_Passage to read_

# # # # # # #

The Statement of Net Position presents information on all of MELSA’s assets, deferred outflows of resources, liabilities, and deferred inflows of resources, with the difference reported as net position. Over time, increases or decreases in net position may serve as a useful indicator of whether the financial position of MELSA is improving or deteriorating.
The Statement of Activities shows how MELSA’s net position changed during the most recent fiscal year. All changes in net position are reported as soon as the underlying event giving rise to the change occurs, regardless of the timing of related cash flows. Thus, revenues and expenses are reported in this statement for some items that will only result in cash flows in future fiscal periods. The government-wide financial statements distinguish functions of MELSA that are principally supported by general revenues, such as state RLBSS funding, from those with specific funding sources. The governmental activities functions presented include Legacy Grant Programs, RLTA Grant Programs, cooperative and other programs, member technology distributions, and administration.

# # # # # # #

_Directives_
1. Name every governmental activities function that the MELSA passage lists.
2. Answer these questions from the MELSA passage:
(a) In the Statement of Net Position, what is the difference between the assets and deferred outflows and the liabilities and deferred inflows reported as?
(b) What is given as an example of general revenues?
(c) When are changes in net position reported in the Statement of Activities?
3. Write out the stretch of the MELSA passage from "The Statement of Net" through "improving or deteriorating.".
Rely only on the MELSA passage when responding.

# # # # # # #

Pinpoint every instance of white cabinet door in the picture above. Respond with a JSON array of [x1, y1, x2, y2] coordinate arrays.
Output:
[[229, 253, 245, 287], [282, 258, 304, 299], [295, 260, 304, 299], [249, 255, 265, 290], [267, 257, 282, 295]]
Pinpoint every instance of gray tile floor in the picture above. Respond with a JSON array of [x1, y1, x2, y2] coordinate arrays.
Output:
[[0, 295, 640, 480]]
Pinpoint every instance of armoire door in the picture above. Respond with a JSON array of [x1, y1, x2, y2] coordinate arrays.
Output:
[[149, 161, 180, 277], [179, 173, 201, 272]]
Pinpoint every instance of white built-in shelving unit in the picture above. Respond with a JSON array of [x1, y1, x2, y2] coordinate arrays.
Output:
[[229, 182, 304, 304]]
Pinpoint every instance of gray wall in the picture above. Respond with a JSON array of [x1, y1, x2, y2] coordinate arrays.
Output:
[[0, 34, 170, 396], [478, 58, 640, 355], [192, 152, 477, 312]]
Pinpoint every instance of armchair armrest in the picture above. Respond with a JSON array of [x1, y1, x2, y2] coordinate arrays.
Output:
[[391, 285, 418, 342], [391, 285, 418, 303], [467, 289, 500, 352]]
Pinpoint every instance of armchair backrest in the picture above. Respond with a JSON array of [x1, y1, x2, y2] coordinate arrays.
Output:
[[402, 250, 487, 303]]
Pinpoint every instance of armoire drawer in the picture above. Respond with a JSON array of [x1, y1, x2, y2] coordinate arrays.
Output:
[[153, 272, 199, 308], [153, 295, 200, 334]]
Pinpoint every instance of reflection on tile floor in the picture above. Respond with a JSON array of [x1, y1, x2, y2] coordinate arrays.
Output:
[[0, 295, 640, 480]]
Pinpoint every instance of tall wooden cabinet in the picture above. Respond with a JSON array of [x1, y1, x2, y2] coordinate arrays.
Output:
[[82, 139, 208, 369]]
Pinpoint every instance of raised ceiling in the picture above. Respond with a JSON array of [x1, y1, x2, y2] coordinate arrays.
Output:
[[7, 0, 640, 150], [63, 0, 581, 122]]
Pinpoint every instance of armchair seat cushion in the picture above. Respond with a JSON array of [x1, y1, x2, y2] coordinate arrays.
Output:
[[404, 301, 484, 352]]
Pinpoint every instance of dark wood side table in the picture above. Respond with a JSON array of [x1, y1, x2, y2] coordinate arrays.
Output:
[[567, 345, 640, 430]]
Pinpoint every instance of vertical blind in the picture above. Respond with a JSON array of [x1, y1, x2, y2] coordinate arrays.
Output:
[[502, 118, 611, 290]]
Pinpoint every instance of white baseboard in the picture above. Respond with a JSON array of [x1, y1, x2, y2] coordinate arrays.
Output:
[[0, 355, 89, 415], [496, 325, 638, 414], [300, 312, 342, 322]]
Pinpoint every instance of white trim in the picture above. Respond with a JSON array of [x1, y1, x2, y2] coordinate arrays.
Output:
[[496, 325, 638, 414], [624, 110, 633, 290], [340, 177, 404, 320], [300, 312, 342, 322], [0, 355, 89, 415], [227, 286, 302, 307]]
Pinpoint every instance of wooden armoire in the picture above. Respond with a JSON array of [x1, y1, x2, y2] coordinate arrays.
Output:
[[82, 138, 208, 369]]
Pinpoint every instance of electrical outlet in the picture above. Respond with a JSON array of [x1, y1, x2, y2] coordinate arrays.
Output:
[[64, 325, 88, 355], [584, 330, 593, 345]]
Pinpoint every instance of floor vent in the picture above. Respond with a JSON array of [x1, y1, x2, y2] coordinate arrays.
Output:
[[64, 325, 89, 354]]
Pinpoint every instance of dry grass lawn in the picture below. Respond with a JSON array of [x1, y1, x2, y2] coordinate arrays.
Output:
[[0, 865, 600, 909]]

# # # # # # #

_Task-by-task answers_
1.
Legacy Grant Programs
RLTA Grant Programs
cooperative and other programs
member technology distributions
administration

2.
(a) Net position.
(b) State RLBSS funding.
(c) As soon as the underlying event giving rise to the change occurs, regardless of the timing of related cash flows.

3.
The Statement of Net Position presents information on all of MELSA’s assets, deferred outflows of resources, liabilities, and deferred inflows of resources, with the difference reported as net position. Over time, increases or decreases in net position may serve as a useful indicator of whether the financial position of MELSA is improving or deteriorating.